• [Goal a]: List every variable that the abstract on trade credit supply reports as a significant determinant of trade credit supply.

• [Page]:

DETERMINANTS OF TRADE CREDIT SUPPLY FOR THE LISTED NON-FINANCIAL FIRMS OF PAKISTAN

  • Mubashir Ali Khan
  • Faraz Ahmed Wajidi
  • Fouzia Batool
Keywords: Trade Credit Supply, Short Term Bank Financing, Credit Rating, Non-Financial Sector

Abstract

Firms generally prefer to sell goods on cash than on credit, but the competitive environment compels them to offer credit to most of their customers. Although non-financial firms have better access to the financial channel, they still rely on trade credit to increase the market share. This research aims to find out the determinants of Pakistani listed non-financial companies’ Trade Credit Supply. The data was collected from 2014 to 2019 for 162 non-financial firms. By using fixed-effect panel estimation the study found that the variables such as firm size, credit rating, and, short term bank financing are significant determinants of trade credit supply. Whereas, profitability is found to be an insignificant determinant of trade credit supply. The study recommends policymakers to develop and encourage the trade credit channels to enhance and promote the trade credit in the economy and build trust and better customer relationships by discouraging the conventional mechanism.

• [Source records]:
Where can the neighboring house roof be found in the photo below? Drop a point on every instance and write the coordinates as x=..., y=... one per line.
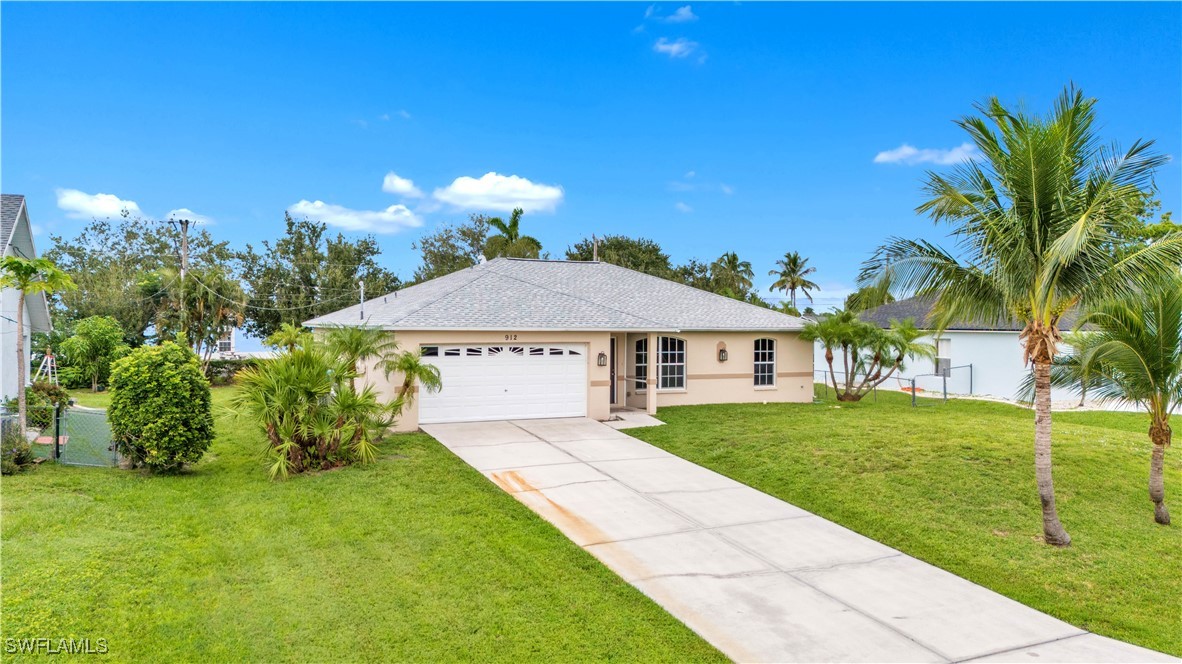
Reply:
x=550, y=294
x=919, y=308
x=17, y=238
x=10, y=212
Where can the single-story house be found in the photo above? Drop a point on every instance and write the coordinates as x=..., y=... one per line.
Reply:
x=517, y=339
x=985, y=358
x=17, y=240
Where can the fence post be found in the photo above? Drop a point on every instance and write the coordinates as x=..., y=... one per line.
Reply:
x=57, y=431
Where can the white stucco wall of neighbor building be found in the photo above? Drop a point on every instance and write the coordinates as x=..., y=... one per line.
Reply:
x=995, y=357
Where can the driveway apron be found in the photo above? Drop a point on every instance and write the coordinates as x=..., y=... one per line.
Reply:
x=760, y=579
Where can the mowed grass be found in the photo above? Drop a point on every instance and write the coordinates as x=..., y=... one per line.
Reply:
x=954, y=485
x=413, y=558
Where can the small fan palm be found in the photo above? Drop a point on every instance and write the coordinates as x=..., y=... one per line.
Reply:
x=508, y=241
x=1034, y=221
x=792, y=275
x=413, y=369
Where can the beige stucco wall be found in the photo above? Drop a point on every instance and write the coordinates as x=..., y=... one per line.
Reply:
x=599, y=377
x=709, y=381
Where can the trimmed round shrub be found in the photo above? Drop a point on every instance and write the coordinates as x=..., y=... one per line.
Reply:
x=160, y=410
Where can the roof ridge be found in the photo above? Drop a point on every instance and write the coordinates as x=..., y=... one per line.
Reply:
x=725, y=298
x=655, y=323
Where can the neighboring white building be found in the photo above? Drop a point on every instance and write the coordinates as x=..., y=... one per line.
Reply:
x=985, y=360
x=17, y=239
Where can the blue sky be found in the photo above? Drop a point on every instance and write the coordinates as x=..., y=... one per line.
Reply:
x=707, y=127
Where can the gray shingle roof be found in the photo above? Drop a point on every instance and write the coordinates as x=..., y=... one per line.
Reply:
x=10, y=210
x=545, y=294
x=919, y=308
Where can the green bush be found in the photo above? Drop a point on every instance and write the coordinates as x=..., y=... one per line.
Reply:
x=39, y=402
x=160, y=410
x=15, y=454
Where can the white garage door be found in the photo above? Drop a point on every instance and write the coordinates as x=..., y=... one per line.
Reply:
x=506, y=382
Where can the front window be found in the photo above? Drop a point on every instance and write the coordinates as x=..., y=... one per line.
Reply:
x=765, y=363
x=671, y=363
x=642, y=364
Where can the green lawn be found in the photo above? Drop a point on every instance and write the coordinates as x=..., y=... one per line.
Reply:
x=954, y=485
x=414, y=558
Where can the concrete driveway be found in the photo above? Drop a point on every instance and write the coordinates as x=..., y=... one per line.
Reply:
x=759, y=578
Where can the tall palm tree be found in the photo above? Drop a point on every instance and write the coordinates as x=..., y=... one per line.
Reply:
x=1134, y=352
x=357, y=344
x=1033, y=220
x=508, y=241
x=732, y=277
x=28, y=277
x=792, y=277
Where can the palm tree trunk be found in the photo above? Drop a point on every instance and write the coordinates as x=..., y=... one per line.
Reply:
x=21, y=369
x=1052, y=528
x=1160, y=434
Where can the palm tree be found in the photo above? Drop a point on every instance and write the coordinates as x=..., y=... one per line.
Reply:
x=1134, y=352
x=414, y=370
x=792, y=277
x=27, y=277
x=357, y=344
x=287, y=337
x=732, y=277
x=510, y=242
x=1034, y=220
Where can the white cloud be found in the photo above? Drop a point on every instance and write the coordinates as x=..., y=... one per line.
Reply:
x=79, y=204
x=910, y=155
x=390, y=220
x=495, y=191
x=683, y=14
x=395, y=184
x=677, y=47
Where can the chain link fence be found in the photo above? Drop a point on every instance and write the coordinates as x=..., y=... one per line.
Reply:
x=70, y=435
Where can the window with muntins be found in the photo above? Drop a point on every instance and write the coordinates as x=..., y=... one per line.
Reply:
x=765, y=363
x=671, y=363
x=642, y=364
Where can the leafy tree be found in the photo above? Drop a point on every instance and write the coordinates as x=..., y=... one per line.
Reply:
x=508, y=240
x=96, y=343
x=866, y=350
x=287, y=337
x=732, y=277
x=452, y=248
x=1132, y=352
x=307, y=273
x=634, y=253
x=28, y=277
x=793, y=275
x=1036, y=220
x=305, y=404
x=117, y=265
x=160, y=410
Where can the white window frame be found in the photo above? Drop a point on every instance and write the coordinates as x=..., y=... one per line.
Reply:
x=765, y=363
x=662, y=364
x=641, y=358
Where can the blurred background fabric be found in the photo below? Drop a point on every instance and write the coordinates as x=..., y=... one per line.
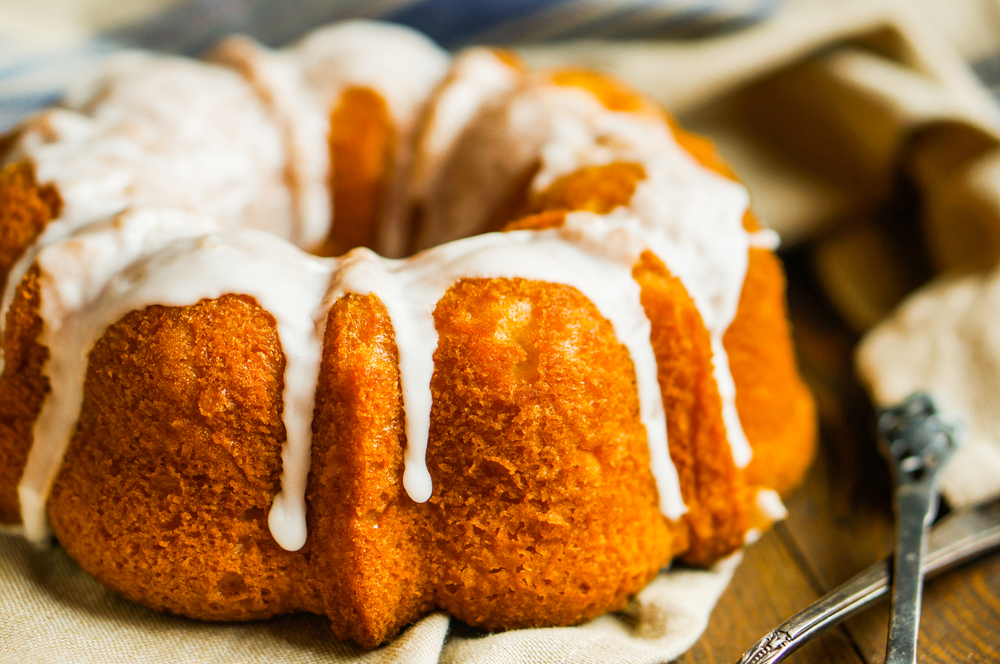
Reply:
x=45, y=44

...

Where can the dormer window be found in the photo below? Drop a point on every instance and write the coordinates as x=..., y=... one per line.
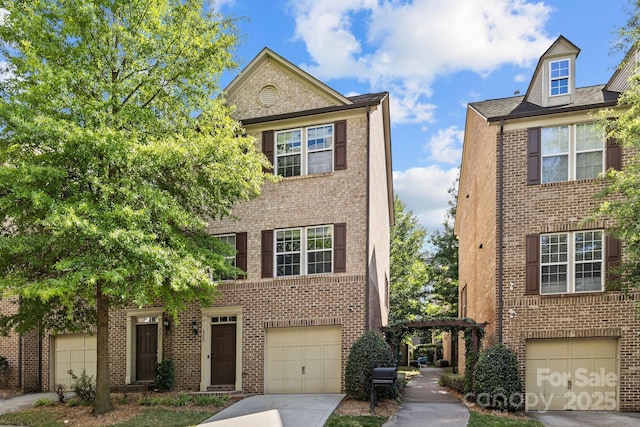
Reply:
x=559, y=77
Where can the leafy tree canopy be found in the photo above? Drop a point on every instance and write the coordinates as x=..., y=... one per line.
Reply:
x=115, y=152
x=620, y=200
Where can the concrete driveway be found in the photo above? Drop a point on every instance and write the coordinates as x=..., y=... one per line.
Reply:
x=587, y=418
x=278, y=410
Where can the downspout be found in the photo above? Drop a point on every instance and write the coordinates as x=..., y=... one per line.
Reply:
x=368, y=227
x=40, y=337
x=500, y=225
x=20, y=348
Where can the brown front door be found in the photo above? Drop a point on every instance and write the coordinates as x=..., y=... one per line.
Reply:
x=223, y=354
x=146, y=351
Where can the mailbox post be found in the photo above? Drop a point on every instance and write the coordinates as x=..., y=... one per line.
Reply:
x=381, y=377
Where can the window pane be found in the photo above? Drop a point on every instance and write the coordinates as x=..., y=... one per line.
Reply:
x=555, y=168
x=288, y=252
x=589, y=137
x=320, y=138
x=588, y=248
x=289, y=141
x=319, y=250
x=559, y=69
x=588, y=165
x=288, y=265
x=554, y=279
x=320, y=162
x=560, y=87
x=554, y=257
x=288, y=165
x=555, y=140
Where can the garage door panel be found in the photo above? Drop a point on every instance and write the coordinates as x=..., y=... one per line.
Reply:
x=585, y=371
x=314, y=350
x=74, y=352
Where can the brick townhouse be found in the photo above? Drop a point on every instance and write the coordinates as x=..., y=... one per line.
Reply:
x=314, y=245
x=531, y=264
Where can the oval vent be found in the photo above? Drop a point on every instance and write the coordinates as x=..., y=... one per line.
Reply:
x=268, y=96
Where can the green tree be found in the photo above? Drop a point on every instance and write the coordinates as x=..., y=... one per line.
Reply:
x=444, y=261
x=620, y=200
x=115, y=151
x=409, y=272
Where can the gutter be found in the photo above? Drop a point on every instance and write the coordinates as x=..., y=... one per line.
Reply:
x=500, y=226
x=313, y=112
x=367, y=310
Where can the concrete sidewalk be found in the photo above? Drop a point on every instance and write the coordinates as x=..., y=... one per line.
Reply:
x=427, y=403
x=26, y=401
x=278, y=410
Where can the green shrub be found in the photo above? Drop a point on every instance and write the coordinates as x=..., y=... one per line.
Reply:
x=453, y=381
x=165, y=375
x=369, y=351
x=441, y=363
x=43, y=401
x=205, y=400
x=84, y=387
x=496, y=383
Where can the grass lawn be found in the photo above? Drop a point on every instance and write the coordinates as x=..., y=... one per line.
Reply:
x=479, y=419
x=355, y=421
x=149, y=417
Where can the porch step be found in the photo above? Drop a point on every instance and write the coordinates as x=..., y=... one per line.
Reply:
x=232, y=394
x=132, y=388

...

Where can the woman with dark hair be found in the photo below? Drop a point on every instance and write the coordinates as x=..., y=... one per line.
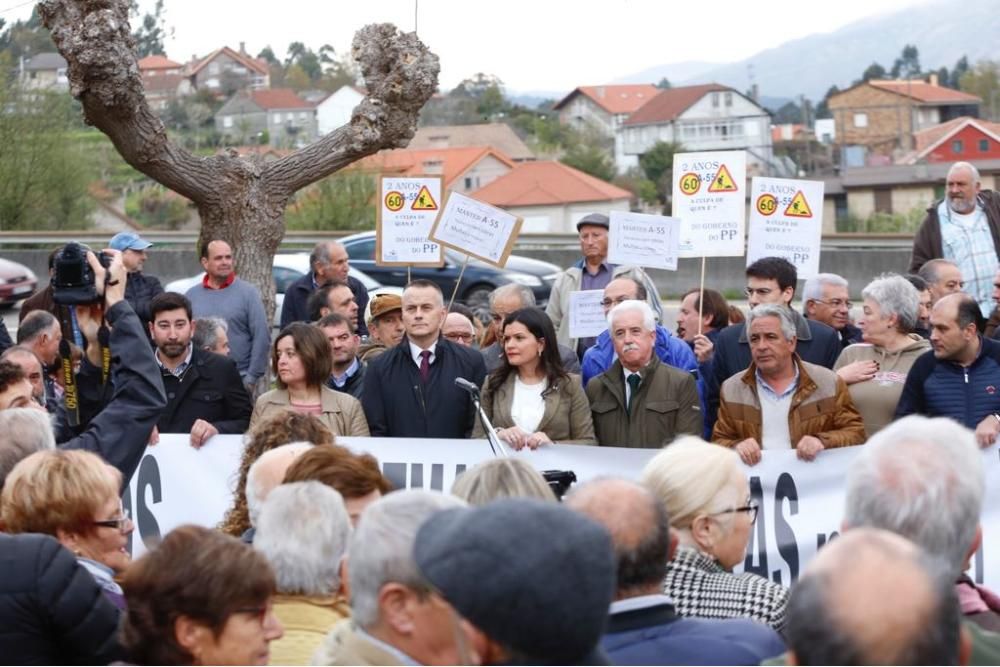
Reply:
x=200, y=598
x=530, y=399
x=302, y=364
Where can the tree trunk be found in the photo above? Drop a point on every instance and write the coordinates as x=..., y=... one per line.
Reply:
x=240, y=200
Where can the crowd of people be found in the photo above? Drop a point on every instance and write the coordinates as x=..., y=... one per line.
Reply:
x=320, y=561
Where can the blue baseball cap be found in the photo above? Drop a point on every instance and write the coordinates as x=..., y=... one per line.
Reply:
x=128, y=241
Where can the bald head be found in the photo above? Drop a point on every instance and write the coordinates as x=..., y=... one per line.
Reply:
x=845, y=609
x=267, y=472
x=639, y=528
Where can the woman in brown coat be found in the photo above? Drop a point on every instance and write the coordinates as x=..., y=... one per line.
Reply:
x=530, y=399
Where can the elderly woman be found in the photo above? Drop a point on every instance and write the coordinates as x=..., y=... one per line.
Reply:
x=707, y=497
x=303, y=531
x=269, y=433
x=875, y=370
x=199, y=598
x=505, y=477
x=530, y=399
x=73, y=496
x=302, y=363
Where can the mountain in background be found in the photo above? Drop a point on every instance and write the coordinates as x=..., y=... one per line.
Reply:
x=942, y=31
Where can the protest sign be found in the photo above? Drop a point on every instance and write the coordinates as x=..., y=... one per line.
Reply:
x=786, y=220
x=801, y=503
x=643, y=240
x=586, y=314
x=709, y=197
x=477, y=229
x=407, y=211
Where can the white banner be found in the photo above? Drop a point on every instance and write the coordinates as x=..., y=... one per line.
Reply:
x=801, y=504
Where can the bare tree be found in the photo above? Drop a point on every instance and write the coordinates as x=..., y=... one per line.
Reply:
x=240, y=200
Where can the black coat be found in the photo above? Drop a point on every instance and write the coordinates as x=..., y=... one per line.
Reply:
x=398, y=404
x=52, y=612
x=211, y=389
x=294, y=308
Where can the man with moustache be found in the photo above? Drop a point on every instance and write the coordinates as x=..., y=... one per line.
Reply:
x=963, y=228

• [Goal b]: Reproduce the records from the line with "Where can the neighboring house" up to and including the line with "x=17, y=239", requests included. Multiply each coordinate in the replies by 2.35 and round to whole numbers, with halves rounded up, and leave the pictures out.

• [Correct result a]:
- Firm size
- Credit rating
- Short term bank financing

• [Correct result b]:
Where can the neighboring house roof be found in the photo below? Drop a point on every instance and write the coordinates as x=..., y=... one per line.
Reply:
x=1293, y=691
x=2160, y=724
x=40, y=559
x=24, y=498
Where can the single-story house be found in the photo above? Drop a point on every instance and write the coordinates as x=..., y=... one per line.
Reply:
x=1215, y=797
x=2315, y=841
x=40, y=564
Where can the fence post be found in the photo above? Drop a point on every instance and write the coordinates as x=..., y=... one per line.
Reply:
x=134, y=1013
Where can the white stucco wall of neighbor building be found in the photo above? Drop a point on every instance and write the coordinates as x=..., y=... one per line.
Reply:
x=2338, y=839
Where can the driveway apron be found in the photo above? Drop a point on every instance and write the coordinates as x=..., y=... one per line.
Reply:
x=1786, y=1361
Where can the mowed grass be found in the photo above? Drop a point on every instance and write the coordinates as x=..., y=... one per line.
Reply:
x=2242, y=1140
x=971, y=1311
Where can the small fan palm be found in the photo above? Drop a point on every instance and write the coordinates as x=..., y=... one per line.
Reply:
x=1194, y=566
x=2430, y=519
x=1861, y=646
x=971, y=867
Where can the beige stucco wall be found in the photo above? Drop a point on every instance and write the coordinates as x=..., y=... one per line.
Reply:
x=1408, y=886
x=1666, y=895
Where can the trimmed round shrub be found in the photo above? Drop a point on every instance and write the coordinates as x=..., y=... one per line.
Reply:
x=376, y=964
Where can the roof ridge be found in the photo above? Drop a point on every instance and write the coordinates as x=..., y=... one per line.
Reply:
x=1704, y=700
x=1539, y=759
Where can the neighboring white building be found in the photo above? Drop a point on every instance and write the coordinates as x=..., y=... one per line.
Reply:
x=2315, y=846
x=40, y=562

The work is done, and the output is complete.